#### RECORDS SHOWN
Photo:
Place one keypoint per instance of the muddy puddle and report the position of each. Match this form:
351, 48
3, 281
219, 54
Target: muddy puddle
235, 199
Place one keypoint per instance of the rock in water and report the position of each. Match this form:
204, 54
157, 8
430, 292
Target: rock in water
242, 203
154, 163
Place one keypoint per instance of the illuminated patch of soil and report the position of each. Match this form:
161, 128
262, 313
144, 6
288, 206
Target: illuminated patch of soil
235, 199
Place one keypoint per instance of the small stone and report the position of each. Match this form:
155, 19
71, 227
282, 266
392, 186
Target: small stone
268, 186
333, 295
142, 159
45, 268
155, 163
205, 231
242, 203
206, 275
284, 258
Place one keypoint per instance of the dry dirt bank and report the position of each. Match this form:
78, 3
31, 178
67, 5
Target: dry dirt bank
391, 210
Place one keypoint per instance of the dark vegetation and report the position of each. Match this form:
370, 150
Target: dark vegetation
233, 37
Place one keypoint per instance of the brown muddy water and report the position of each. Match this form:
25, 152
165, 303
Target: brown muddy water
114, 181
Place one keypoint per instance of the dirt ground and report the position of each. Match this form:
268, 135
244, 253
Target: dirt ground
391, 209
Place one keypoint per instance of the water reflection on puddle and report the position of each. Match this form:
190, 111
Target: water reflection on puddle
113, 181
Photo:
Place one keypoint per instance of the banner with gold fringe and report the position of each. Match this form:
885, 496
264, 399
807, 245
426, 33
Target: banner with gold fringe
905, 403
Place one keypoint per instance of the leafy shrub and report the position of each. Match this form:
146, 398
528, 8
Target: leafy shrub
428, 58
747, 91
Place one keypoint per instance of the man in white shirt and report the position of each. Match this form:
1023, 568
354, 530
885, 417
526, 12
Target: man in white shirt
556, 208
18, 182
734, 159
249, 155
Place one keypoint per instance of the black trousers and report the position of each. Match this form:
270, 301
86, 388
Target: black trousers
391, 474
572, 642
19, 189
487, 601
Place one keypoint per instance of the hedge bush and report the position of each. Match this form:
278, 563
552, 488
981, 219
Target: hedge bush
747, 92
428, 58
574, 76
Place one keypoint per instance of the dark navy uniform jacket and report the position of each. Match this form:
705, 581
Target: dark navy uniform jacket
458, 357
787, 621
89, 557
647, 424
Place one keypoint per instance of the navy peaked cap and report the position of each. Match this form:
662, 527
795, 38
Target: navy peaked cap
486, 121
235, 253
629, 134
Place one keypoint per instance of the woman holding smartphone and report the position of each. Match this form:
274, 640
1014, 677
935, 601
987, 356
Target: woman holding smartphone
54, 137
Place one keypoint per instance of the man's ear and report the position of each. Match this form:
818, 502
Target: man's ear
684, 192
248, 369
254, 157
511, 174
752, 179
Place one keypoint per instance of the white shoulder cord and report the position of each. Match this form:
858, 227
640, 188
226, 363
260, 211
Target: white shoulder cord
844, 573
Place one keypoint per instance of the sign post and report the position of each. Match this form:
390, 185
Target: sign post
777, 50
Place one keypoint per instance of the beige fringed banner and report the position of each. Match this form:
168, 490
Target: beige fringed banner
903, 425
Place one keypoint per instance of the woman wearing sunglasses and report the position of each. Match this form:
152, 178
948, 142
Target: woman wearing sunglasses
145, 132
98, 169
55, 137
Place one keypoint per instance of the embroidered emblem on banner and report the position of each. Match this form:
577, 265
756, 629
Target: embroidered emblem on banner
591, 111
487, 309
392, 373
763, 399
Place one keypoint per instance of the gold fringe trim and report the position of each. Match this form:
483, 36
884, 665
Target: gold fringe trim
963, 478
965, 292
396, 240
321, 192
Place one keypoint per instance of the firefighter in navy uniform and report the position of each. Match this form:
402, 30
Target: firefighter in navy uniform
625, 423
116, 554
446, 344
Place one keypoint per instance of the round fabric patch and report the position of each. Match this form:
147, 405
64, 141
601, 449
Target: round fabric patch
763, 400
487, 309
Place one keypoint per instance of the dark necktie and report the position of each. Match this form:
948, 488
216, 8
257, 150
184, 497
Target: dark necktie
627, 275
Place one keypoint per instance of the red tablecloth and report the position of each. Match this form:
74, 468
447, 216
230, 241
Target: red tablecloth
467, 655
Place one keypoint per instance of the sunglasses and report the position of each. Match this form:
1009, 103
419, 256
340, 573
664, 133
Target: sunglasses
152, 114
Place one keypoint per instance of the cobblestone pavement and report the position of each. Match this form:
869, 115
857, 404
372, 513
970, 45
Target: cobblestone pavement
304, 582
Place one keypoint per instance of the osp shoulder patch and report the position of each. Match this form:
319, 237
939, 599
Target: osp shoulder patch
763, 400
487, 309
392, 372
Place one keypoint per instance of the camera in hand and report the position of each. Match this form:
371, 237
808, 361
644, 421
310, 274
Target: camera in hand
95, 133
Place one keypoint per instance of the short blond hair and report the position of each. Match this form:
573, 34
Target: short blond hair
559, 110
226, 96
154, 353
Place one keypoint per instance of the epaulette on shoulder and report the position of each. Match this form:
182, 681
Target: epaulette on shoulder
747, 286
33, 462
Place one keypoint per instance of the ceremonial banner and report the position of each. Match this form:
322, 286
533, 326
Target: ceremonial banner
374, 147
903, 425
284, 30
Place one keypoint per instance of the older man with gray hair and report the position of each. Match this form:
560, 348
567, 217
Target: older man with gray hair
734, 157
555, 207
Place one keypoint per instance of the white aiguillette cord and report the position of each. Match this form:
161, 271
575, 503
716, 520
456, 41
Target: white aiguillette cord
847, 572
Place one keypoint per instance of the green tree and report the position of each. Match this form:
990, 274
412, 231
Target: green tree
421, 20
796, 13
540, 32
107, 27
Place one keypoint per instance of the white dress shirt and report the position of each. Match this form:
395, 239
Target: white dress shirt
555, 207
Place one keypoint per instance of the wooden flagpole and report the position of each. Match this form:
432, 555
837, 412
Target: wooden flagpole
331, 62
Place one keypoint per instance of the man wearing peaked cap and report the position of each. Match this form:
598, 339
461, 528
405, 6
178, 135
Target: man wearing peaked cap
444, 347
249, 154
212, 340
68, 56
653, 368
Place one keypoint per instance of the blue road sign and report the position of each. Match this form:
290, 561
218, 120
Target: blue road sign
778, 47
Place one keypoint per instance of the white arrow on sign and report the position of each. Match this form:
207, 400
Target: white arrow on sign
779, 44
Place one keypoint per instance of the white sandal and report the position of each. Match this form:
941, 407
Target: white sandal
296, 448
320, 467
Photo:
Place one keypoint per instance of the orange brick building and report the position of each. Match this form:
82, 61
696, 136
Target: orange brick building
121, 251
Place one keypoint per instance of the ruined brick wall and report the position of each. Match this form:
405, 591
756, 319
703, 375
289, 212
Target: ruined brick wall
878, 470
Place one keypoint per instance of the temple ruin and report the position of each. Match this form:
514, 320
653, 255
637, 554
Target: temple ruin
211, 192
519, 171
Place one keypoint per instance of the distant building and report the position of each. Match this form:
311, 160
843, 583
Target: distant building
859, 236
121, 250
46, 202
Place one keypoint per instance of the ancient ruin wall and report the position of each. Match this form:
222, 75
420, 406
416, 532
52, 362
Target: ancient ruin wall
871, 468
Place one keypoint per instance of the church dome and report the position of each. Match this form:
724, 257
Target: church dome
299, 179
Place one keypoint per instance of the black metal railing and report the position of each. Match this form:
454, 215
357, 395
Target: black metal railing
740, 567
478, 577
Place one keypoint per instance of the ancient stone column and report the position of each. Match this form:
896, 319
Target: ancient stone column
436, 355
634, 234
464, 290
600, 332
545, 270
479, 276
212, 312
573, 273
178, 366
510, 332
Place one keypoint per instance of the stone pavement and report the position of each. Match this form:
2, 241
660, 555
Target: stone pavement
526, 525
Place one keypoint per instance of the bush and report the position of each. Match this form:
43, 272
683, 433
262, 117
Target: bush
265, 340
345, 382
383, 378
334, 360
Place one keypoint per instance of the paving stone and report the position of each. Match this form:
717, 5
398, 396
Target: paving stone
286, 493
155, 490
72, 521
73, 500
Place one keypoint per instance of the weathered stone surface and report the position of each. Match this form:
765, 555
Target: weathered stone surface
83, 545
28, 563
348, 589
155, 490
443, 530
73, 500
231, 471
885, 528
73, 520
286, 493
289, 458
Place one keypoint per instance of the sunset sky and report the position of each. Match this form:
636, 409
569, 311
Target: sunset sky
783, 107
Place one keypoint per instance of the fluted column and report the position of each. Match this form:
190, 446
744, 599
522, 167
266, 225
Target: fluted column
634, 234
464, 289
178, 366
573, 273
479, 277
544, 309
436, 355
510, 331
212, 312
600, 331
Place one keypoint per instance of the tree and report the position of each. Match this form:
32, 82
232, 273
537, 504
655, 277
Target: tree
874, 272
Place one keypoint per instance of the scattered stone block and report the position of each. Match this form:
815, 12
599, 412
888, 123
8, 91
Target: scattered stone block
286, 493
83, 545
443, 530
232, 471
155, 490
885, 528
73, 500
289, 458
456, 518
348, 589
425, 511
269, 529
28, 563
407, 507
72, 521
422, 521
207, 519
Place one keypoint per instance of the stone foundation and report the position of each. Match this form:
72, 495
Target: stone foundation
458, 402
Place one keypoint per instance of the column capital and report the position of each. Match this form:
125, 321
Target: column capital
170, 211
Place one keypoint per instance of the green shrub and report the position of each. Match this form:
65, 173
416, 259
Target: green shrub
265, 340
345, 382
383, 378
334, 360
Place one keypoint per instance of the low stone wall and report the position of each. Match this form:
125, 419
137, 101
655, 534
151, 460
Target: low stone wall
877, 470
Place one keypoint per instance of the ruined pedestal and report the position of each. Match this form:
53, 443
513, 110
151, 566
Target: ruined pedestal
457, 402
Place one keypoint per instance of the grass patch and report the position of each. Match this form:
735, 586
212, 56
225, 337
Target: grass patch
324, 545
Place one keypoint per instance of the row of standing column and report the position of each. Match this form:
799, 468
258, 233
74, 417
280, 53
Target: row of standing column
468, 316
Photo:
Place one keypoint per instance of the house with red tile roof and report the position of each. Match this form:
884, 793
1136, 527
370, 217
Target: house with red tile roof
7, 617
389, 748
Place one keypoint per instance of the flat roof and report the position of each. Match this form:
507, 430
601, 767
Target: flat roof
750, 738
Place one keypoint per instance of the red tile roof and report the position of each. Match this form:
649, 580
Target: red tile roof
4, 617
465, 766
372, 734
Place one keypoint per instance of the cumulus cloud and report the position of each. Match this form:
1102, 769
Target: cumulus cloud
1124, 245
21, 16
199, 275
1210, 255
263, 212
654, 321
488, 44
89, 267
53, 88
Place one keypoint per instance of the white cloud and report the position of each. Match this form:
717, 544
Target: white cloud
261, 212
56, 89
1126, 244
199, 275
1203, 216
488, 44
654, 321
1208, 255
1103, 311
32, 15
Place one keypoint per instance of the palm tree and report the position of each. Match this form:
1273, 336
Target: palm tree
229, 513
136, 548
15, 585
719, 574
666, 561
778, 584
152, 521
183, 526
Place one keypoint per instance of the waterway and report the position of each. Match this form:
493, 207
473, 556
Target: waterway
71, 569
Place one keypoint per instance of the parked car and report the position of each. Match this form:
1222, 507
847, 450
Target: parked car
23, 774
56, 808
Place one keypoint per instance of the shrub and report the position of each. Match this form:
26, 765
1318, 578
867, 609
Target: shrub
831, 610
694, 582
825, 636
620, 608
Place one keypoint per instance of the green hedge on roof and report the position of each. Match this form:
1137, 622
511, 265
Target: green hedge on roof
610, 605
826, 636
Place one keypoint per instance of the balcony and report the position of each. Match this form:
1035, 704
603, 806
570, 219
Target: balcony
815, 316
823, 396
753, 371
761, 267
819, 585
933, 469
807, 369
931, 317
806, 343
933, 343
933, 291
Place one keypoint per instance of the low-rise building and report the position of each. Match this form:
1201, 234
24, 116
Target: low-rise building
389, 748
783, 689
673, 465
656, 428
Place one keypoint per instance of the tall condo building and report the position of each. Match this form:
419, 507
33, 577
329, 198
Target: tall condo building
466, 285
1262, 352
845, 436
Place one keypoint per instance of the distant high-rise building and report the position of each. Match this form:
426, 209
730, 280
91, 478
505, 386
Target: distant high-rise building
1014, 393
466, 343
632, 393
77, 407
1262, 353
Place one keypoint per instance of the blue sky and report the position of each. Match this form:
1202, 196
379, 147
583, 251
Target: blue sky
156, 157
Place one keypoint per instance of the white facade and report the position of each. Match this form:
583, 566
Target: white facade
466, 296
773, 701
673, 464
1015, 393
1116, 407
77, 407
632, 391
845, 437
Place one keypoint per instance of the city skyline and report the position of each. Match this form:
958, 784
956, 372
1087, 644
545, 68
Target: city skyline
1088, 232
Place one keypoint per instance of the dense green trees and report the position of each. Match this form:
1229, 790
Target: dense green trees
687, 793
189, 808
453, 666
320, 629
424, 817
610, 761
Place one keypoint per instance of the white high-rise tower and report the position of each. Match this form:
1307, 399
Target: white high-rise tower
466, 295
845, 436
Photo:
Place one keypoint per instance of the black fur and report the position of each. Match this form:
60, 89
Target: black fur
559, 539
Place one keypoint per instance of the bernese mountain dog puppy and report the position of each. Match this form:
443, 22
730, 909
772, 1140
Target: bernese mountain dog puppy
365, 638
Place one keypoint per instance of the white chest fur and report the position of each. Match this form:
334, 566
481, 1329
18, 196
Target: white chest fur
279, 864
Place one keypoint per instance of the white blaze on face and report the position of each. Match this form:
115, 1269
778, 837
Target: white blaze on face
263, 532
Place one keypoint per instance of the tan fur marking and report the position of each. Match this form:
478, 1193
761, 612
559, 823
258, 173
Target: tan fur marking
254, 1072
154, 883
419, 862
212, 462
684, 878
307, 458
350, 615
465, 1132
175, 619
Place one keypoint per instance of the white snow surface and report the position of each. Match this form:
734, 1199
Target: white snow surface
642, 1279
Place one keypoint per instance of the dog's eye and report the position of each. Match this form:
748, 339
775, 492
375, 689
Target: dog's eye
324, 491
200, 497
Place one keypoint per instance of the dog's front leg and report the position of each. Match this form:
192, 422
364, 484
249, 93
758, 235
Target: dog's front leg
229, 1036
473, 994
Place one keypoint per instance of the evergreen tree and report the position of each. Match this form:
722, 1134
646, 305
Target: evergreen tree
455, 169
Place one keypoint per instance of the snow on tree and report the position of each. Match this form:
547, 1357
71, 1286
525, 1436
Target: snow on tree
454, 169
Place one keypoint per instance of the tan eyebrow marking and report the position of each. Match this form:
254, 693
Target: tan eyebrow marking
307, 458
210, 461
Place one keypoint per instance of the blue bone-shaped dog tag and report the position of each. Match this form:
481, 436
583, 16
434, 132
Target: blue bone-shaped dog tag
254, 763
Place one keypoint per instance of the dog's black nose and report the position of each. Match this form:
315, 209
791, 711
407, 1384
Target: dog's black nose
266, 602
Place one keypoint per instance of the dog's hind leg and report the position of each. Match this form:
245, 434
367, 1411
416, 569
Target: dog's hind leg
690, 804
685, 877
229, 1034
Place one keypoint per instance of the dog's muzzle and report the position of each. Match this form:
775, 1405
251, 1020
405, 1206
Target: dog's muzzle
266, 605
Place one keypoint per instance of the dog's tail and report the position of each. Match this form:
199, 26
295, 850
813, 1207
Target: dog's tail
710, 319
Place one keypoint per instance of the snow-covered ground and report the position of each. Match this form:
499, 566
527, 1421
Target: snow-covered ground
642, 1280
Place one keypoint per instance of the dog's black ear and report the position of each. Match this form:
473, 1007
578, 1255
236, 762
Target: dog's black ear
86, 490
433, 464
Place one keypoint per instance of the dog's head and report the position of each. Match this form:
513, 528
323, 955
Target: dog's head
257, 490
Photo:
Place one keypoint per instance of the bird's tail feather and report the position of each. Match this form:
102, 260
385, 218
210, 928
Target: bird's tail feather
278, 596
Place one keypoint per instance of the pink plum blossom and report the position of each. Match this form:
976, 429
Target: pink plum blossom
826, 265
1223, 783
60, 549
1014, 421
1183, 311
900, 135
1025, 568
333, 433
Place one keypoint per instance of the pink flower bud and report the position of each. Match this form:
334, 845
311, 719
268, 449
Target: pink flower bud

#### EXERCISE PROMPT
If a line in the entries above contains the word "flower", copy it.

#### RESULT OF THIS TASK
Place one keypoint per instance of the pink flower bud and report the position of each. Match this form:
Target: pink flower bud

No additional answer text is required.